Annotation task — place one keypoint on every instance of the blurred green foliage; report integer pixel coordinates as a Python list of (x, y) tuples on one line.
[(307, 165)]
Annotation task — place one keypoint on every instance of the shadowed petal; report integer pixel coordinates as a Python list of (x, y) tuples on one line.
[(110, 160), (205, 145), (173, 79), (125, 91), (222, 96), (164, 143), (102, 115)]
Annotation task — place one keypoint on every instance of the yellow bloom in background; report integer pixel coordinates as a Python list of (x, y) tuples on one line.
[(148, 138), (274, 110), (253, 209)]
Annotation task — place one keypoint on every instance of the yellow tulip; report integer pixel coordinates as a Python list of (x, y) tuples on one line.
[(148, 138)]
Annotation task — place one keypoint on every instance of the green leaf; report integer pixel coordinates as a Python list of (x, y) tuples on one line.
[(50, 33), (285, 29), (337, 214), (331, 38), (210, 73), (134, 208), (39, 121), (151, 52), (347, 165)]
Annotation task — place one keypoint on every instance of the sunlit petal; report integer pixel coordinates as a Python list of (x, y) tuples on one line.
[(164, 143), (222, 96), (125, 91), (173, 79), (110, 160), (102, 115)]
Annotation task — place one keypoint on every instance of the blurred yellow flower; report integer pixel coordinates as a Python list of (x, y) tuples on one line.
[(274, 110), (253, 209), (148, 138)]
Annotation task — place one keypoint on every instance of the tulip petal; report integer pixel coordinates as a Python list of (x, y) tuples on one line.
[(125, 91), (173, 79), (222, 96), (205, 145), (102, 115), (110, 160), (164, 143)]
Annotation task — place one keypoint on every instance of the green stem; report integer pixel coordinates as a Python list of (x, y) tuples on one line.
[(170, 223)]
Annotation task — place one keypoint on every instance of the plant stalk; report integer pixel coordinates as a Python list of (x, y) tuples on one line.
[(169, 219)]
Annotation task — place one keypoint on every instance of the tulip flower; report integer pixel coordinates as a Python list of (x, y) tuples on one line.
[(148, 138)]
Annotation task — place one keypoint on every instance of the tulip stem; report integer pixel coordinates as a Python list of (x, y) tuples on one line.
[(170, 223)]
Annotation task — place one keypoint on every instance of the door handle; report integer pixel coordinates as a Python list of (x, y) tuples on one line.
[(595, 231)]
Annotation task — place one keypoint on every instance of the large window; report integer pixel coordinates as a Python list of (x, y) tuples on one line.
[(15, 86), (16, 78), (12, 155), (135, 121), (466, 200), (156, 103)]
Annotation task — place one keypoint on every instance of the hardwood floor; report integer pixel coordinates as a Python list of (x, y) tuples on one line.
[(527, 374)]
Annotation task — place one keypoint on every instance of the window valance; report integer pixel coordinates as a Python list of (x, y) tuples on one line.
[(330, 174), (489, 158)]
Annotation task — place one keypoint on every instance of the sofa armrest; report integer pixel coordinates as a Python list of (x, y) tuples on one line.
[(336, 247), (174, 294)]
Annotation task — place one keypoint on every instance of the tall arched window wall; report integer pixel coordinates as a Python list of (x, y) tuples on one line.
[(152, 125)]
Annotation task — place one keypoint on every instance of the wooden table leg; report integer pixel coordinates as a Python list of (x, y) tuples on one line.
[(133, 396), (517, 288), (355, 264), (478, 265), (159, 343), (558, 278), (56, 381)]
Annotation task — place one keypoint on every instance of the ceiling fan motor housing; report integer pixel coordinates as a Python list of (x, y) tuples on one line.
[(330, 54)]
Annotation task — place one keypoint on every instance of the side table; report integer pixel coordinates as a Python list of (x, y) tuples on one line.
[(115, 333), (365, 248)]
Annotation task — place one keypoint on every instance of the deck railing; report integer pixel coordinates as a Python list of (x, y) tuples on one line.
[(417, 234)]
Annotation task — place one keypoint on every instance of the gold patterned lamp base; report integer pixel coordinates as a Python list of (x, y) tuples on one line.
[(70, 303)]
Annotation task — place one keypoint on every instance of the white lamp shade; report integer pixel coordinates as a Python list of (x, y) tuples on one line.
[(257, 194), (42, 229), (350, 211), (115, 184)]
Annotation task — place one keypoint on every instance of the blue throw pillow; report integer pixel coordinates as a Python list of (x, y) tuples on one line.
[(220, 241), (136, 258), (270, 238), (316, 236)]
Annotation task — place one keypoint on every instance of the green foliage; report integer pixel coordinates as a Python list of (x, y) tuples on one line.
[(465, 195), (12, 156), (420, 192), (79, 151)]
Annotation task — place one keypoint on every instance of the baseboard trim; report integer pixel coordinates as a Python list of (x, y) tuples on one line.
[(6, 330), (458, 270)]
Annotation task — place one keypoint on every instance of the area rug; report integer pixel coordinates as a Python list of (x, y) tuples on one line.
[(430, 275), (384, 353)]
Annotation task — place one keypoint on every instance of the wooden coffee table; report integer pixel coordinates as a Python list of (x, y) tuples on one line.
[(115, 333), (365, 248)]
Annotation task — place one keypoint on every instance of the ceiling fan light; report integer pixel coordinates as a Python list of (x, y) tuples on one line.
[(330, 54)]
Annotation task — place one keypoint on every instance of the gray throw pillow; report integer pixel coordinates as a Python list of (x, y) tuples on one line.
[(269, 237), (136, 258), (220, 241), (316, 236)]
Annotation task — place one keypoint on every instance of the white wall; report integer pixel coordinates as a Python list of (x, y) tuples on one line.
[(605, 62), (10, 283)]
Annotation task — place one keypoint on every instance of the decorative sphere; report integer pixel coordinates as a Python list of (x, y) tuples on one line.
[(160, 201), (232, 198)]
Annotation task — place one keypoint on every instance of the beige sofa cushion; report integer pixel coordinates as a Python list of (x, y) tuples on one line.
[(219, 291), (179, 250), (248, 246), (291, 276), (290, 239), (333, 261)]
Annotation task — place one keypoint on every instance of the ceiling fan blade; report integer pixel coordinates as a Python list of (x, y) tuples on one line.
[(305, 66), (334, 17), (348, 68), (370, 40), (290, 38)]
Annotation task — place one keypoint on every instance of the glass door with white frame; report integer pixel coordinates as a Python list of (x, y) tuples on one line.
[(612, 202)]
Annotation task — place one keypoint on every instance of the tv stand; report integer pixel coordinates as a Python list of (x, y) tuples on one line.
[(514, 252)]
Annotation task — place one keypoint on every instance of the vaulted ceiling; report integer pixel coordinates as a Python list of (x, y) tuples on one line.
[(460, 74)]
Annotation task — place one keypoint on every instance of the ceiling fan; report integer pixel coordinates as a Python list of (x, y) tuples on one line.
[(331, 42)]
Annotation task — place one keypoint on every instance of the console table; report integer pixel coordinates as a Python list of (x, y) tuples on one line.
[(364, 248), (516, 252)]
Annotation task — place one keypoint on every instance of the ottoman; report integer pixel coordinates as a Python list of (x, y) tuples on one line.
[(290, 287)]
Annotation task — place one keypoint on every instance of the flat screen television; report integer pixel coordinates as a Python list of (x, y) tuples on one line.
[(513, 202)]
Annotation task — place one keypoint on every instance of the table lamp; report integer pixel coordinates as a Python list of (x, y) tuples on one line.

================

Directions for this task :: Give back the whole listing, word for word.

Exercise result ::
Annotation task — place one keypoint on every instance of the blurred green foliage; report integer pixel coordinates as a Python list of (x, y) tuples on one line.
[(307, 165)]
Annotation task — place one keypoint on every instance of the shadowed petal; report integer pixel coordinates as a Python list of (x, y) tuples on one line.
[(110, 160), (205, 145), (173, 79), (125, 91), (222, 96), (164, 143), (102, 115)]
Annotation task — place one keypoint on every instance of the yellow bloom in background; report integer pixel coordinates as a Python list of (x, y) tuples on one line.
[(148, 138), (274, 110), (253, 209)]
Annotation task — place one keypoint on every instance of the yellow tulip; report integer pixel coordinates as a Python list of (x, y) tuples on one line.
[(148, 138)]
Annotation task — place one keypoint on every instance of the green leaf; report integer pixel coordinates as a Python list of (x, y) tuples on one line.
[(50, 33), (285, 29), (337, 214), (331, 38), (210, 73), (134, 208), (39, 121), (151, 52), (347, 165)]
Annotation task — place one keypoint on every instance of the sunlit petal; report integer pixel coordinates as a Python list of (x, y) tuples on one line.
[(164, 143), (222, 96), (125, 91), (173, 79), (110, 160), (102, 115)]
Annotation task — place one keypoint on every instance of the blurred yellow flower; report integer pixel coordinates as a Python list of (x, y) tuples on one line.
[(274, 110), (253, 209), (148, 138)]
Annotation task — place one keypoint on every instance of the tulip petal; report integer pixel coordinates as a Python list of (x, y) tuples on one line.
[(125, 91), (173, 79), (222, 96), (205, 145), (102, 115), (110, 160), (164, 143)]
Annotation task — place one keypoint on every instance of the green stem; report integer pixel coordinates as a Python list of (x, y) tuples on one line.
[(170, 223)]
Annotation task — place one keypoint on every instance of the plant stalk; report integer pixel coordinates as a Python list of (x, y) tuples on one line.
[(169, 219)]
Annotation task — place one keypoint on every instance of the tulip flower; report integer pixel coordinates as a Python list of (x, y) tuples on one line.
[(148, 138)]
Annotation task — place one keypoint on every instance of the tulip stem; report integer pixel coordinates as a Python list of (x, y) tuples on one line.
[(170, 223)]
Annotation task — place one keypoint on every instance of the door handle; report integer pixel coordinates as a Python list of (x, y) tuples on one line.
[(595, 231)]
Annotation task — place one keypoint on every instance of the large window; report integer pixel coordinates as a Python list of (x, y) tuples on one line.
[(15, 86), (16, 78), (12, 155), (135, 121), (466, 200), (156, 103)]
Annotation task — place one keypoint on every instance of the hardwood floor; report integer pixel coordinates as a Python list of (x, y) tuples on one line.
[(527, 374)]
Annotation task — place one keypoint on every instance of the window valance; report integer pixel coordinates as a Python list of (x, y) tuples on one line.
[(330, 174), (489, 158)]
Annotation task — place one keypoint on every instance of the sofa armrest; report integer pixel coordinates as a Python list of (x, y) tuples on one line.
[(336, 247), (174, 294)]
Annotation task — place one keypoint on every instance of the tall arched window wall; report integer pixel coordinates as a Python list of (x, y) tuples on one line.
[(152, 125)]
Annotation task — place one keypoint on every instance of the wooden table leg; report integer pixel coordinates as a Python list of (x, y) tuples on one line.
[(133, 396), (517, 288), (355, 264), (478, 265), (159, 343), (558, 278), (56, 381)]
Annotation task — place one keypoint on every instance of the ceiling fan motor housing; report integer pixel coordinates as a Python list of (x, y) tuples on one line.
[(330, 54)]
Annotation task — place one keypoint on every instance of the side table; report integer pixel coordinates as a Python list of (x, y) tuples on one line.
[(115, 333), (365, 248)]
Annotation task — place one keypoint on every instance of the deck railing; report integer pixel coordinates as a Python list of (x, y) tuples on one line.
[(417, 234)]
Annotation task — place one keypoint on every instance of the gold patterned lamp base; report integer pixel coordinates as a Python list of (x, y) tuples on one line.
[(70, 303)]
Annotation task — place one keypoint on every instance of the white lamp shade; report integer pixel coordinates as a Python list of (x, y) tuples on one line.
[(257, 194), (42, 229), (350, 211), (115, 184)]
Annotation task — place one keypoint on every instance of the blue throw pillow; report integer pixel coordinates as a Python list of (x, y) tuples on one line.
[(220, 241), (136, 258), (270, 238), (316, 236)]
Annotation task — place one keypoint on every instance of the green foliage; report integer pixel coordinates as a Python list of (x, y) tuples on one line.
[(465, 195), (12, 156), (420, 192), (79, 151)]
Annotation task — place one keypoint on every instance of the baseboard trim; report integer pixel coordinates as a Python list of (x, y) tuples on one line.
[(6, 330), (458, 270)]
Annotation task — place one keypoint on every instance of the area rug; report integer pixel coordinates as a Python list of (x, y) tuples on one line.
[(430, 275), (384, 353)]
Annotation task — place one keypoint on every instance of the wooden coffee table; report integer pixel coordinates as a Python list of (x, y) tuples on one line.
[(115, 333), (365, 248)]
Annotation task — place one keypoint on every instance of the ceiling fan light; report integer pixel coordinates as a Python list of (x, y) tuples on one line.
[(330, 54)]
Annotation task — place one keypoint on every instance of the gray throw pillow; report integer pixel coordinates as a Python list of (x, y) tuples on one line.
[(269, 237), (136, 258), (220, 241), (316, 236)]
Annotation task — place one keypoint on every instance of the white wall; report integer pixel coordinates as a Python list of (x, y) tuples on one line.
[(605, 62), (10, 283)]
Annotation task — place one keypoint on every instance of the decorative sphere; report integer pixel coordinates as a Python list of (x, y) tuples on one line.
[(160, 201), (232, 198)]
Annotation task — place one keypoint on every instance of the beige sofa cushion; report integer pixel coordinates as a Python list of (x, y) tuples on one line.
[(219, 291), (179, 250), (248, 246), (291, 276), (290, 239), (333, 261)]
Annotation task — place one keypoint on every instance of the ceiling fan blade; report integer pixel coordinates as a Python list of (x, y) tuples on one line.
[(305, 66), (334, 17), (348, 68), (370, 40), (290, 38)]
Annotation task — place one keypoint on every instance of the glass door with white frame; report integer pixel coordinates as a Python list of (x, y) tuples on one line.
[(612, 202)]
Annotation task — place one keypoint on every instance of the tv stand; report integer pixel coordinates as a Python list of (x, y) tuples on one line.
[(514, 252)]
Annotation task — place one keypoint on every instance of the vaulted ceiling; report integer pixel coordinates as a Python list of (x, y) tuples on one line.
[(460, 74)]
Annotation task — place one keypoint on every instance of the ceiling fan; report integer pixel coordinates as a Python list of (x, y) tuples on one line.
[(331, 42)]
Annotation task — place one keypoint on every instance of the console table; report integer pixel coordinates as a Python list of (x, y) tuples on one line.
[(364, 248), (516, 252)]
Annotation task — place one keypoint on every instance of the ottoman; report integer pixel coordinates as a Python list of (x, y) tuples on one line.
[(290, 287)]
Annotation task — place one keypoint on every instance of the flat screen television; report integer pixel coordinates as a Python list of (x, y) tuples on one line.
[(513, 202)]
Annotation task — place one keypoint on every instance of the table lamp; report integer pixel coordinates as a Python list of (x, y) tuples on one line.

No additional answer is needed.